Selected text:
============

Dr. Arie Weinstock, Professor of Clinical Neurology and Medical Director of the Child Neurology Division at the University at Buffalo Jacobs School of Medicine & Biomedical Sciences said “Epidiolex has substantially reduced seizures in patients with two rare forms of epilepsy, and the study we've participated in will help thousands of patients across New York and the United States. We're conducting studies that bring new hope to patients, and the fact that we're able to do them here in Buffalo is a testament to the commitment the University at Buffalo, the Jacobs School of Medicine and Biomedical Sciences at UB and Oishei Children's Hospital have made to leading medical innovations.”

“The Epilepsy Foundation actively advocates for changes to state scheduling laws that would allow therapies derived from cannabidiol and approved by the FDA to become available in a timely manner to people living with epilepsy,” said Philip Gattone, President and CEO of the Epilepsy Foundation. “For those living with intractable seizures caused by LGS and Dravet syndrome, therapies such as EPIDIOLEX®, represent a true medical advancement; but, even with FDA approval, any new therapies derived from CBD would not be available unless states, like New York, implement changes to state scheduling laws.”

============

Information provided:

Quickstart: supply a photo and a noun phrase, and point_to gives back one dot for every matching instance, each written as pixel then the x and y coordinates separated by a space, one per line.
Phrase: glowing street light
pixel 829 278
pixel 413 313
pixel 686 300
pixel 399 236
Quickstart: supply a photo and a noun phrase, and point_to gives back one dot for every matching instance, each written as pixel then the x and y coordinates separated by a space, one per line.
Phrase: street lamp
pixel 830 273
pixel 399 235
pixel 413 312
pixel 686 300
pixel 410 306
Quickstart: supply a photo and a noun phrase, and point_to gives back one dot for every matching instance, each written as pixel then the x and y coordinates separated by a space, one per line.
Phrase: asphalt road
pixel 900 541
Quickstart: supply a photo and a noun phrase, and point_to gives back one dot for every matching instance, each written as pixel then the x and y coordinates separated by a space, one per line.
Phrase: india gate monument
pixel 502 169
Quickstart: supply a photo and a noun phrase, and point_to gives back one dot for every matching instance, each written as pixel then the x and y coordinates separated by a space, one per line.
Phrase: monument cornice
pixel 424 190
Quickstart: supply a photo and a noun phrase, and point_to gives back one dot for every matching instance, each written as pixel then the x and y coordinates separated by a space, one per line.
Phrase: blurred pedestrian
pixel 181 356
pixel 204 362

============

Exercise instructions:
1. Rewrite the paragraph of the Epidiolex text that begins "The Epilepsy Foundation actively advocates" as a short bulleted list, keeping its main facts.
2. Answer these questions using the Epidiolex text:
(a) Which division is Dr. Arie Weinstock the Medical Director of?
(b) Which hospital does Dr. Weinstock name along with the University at Buffalo and its medical school?
(c) Which two conditions does Philip Gattone name as causes of intractable seizures?
3. Extend the Epidiolex text with a new paragraph that picks up after its last sentence.
The records are not part of the Epidiolex text and come from a separate source.

Task-by-task results:
1.
- Philip Gattone, President and CEO of the Epilepsy Foundation, said the foundation pushes for changes to state scheduling laws.
- These changes would let FDA-approved therapies derived from cannabidiol reach people with epilepsy in a timely way.
- For people with intractable seizures from LGS and Dravet syndrome, therapies like EPIDIOLEX® are a true medical advancement.
- Even with FDA approval, new CBD-derived therapies would not be available unless states such as New York change their scheduling laws.

2.
(a) The Child Neurology Division at the University at Buffalo Jacobs School of Medicine & Biomedical Sciences.
(b) Oishei Children's Hospital.
(c) LGS and Dravet syndrome.

3.
“We are extremely pleased that the state of New York has passed this law to enable children with two types of severe, childhood-onset epilepsies to have access to the first and only FDA-approved CBD medication, EPIDIOLEX, very soon after it is rescheduled by the Drug Enforcement Administration,” said Justin Gover, GW’s Chief Executive Officer. “These patients suffer from devastating types of seizures, and they and their families are in great need of new medications. Epidiolex offers an important and novel treatment option for these patients, and this new law ensures that their access will not be delayed as a result of state law obstacles.”

Epidiolex uses CBD, a chemical component of the Cannabis sativa plant, but does not cause the intoxication or euphoria that comes from tetrahydrocannabinol (THC). The study that the University at Buffalo Medical School and the Oishei Children’s Hospital participated in was a part of the FDA “Compassionate Use” program that gives expanded access to investigational drugs for treatment use.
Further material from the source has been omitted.